• TASKS AND EXERCISES:
1. Reproduce word for word the stretch of the Gulf Christianity passage from "Why Christianity is" through "Espada is unusual.".
2. Lay out the stretch of the listing from the line containing "Annotate reflection of" through the line containing "210,160,243,199", both included, as a two-column CSV with the columns request and answer. Give one row per request, with its text and its answer each in a single quoted field, and turn any line breaks into spaces.
-- BEGIN DOCUMENT PASSAGE --
Why Christianity is Surging in the Heart of Islam

Public baptism service in the Gulf, in front of Dubai's Burj al-Arab. Photo courtesy of Fellowship of the Emirates.
Public baptism service in the Gulf, in front of Dubai’s Burj al-Arab. Photo courtesy of Fellowship of the Emirates.

My article for Christianity Today was published September 11, 2015. Here is an excerpt:

Espada, an architect, is one of the millions of foreign workers transforming the former desert oasis into a global center for business and travel. The UAE’s Dubai is the fifth-fastest-growing city in the world; its population is now more than 80 percent migrant.

The great majority of migrant workers in the region come from India and Southeast Asia, sometimes suffering exploitation in labor camps to send a collective $100 billion back home. As an American, Espada is unusual.

But as a Christian, he is not. Today the Pew Research Center numbers Christians in the Arabian Peninsula at 2.3 million—more Christians than nearly 100 countries can claim. The Gulf Christian Fellowship, an umbrella group, estimates 3.5 million.

These migrants bring the UAE’s Christian population to 13 percent, according to Pew. Among other Gulf states, Bahrain, Kuwait, and Qatar are each about 14 percent Christian, while Oman is about 6 percent. Even Saudi Arabia, home to Islam’s holiest cities (Mecca and Medina), is 4 percent Christian when migrants are counted.
-- END DOCUMENT PASSAGE --
-- BEGIN PROVIDED DATA --
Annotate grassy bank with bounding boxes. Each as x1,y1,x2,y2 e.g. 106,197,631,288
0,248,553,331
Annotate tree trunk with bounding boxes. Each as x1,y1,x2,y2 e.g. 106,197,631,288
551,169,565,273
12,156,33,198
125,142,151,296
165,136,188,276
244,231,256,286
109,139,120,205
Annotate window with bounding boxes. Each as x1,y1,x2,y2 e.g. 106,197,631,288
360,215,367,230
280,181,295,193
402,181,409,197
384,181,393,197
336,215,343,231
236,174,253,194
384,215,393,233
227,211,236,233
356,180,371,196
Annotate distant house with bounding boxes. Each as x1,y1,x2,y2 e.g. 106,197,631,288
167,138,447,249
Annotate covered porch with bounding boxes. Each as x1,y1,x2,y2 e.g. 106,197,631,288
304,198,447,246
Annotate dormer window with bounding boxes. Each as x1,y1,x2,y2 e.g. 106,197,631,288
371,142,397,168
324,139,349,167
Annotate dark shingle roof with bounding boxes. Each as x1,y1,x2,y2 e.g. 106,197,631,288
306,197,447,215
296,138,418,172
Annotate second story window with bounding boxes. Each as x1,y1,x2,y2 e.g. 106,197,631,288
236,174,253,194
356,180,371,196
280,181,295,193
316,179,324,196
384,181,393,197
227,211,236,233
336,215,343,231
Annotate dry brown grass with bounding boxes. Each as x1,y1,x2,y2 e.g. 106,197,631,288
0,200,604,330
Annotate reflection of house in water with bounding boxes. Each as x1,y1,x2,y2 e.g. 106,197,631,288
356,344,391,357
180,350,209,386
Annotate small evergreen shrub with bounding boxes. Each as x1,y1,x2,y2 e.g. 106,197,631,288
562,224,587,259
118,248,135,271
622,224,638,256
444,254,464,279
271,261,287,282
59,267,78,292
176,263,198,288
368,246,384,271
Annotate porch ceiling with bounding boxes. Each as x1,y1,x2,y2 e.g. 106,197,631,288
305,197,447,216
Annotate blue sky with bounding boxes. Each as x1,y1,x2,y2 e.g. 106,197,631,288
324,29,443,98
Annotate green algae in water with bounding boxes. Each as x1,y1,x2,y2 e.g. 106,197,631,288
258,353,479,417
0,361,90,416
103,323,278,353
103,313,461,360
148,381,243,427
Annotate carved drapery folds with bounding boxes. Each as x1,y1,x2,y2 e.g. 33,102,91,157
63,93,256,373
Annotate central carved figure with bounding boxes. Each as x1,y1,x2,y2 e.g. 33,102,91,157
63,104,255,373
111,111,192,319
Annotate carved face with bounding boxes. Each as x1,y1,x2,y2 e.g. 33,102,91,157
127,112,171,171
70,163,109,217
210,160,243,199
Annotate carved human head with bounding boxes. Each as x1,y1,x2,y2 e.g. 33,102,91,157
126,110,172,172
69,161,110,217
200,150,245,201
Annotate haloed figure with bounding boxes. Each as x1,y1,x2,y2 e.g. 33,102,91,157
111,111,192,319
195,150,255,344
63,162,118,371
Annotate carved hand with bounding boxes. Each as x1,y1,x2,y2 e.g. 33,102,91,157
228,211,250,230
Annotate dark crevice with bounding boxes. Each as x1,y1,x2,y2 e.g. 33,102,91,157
-- END PROVIDED DATA --
• THE REPLIES:
1.
Why Christianity is Surging in the Heart of Islam

Public baptism service in the Gulf, in front of Dubai's Burj al-Arab. Photo courtesy of Fellowship of the Emirates.
Public baptism service in the Gulf, in front of Dubai’s Burj al-Arab. Photo courtesy of Fellowship of the Emirates.

My article for Christianity Today was published September 11, 2015. Here is an excerpt:

Espada, an architect, is one of the millions of foreign workers transforming the former desert oasis into a global center for business and travel. The UAE’s Dubai is the fifth-fastest-growing city in the world; its population is now more than 80 percent migrant.

The great majority of migrant workers in the region come from India and Southeast Asia, sometimes suffering exploitation in labor camps to send a collective $100 billion back home. As an American, Espada is unusual.

2.
request,answer
"Annotate reflection of house in water with bounding boxes. Each as x1,y1,x2,y2 e.g. 106,197,631,288","356,344,391,357 180,350,209,386"
"Annotate small evergreen shrub with bounding boxes. Each as x1,y1,x2,y2 e.g. 106,197,631,288","562,224,587,259 118,248,135,271 622,224,638,256 444,254,464,279 271,261,287,282 59,267,78,292 176,263,198,288 368,246,384,271"
"Annotate porch ceiling with bounding boxes. Each as x1,y1,x2,y2 e.g. 106,197,631,288","305,197,447,216"
"Annotate blue sky with bounding boxes. Each as x1,y1,x2,y2 e.g. 106,197,631,288","324,29,443,98"
"Annotate green algae in water with bounding boxes. Each as x1,y1,x2,y2 e.g. 106,197,631,288","258,353,479,417 0,361,90,416 103,323,278,353 103,313,461,360 148,381,243,427"
"Annotate carved drapery folds with bounding boxes. Each as x1,y1,x2,y2 e.g. 33,102,91,157","63,93,256,373"
"Annotate central carved figure with bounding boxes. Each as x1,y1,x2,y2 e.g. 33,102,91,157","63,104,255,373 111,111,192,319"
"Annotate carved face with bounding boxes. Each as x1,y1,x2,y2 e.g. 33,102,91,157","127,112,171,171 70,163,109,217 210,160,243,199"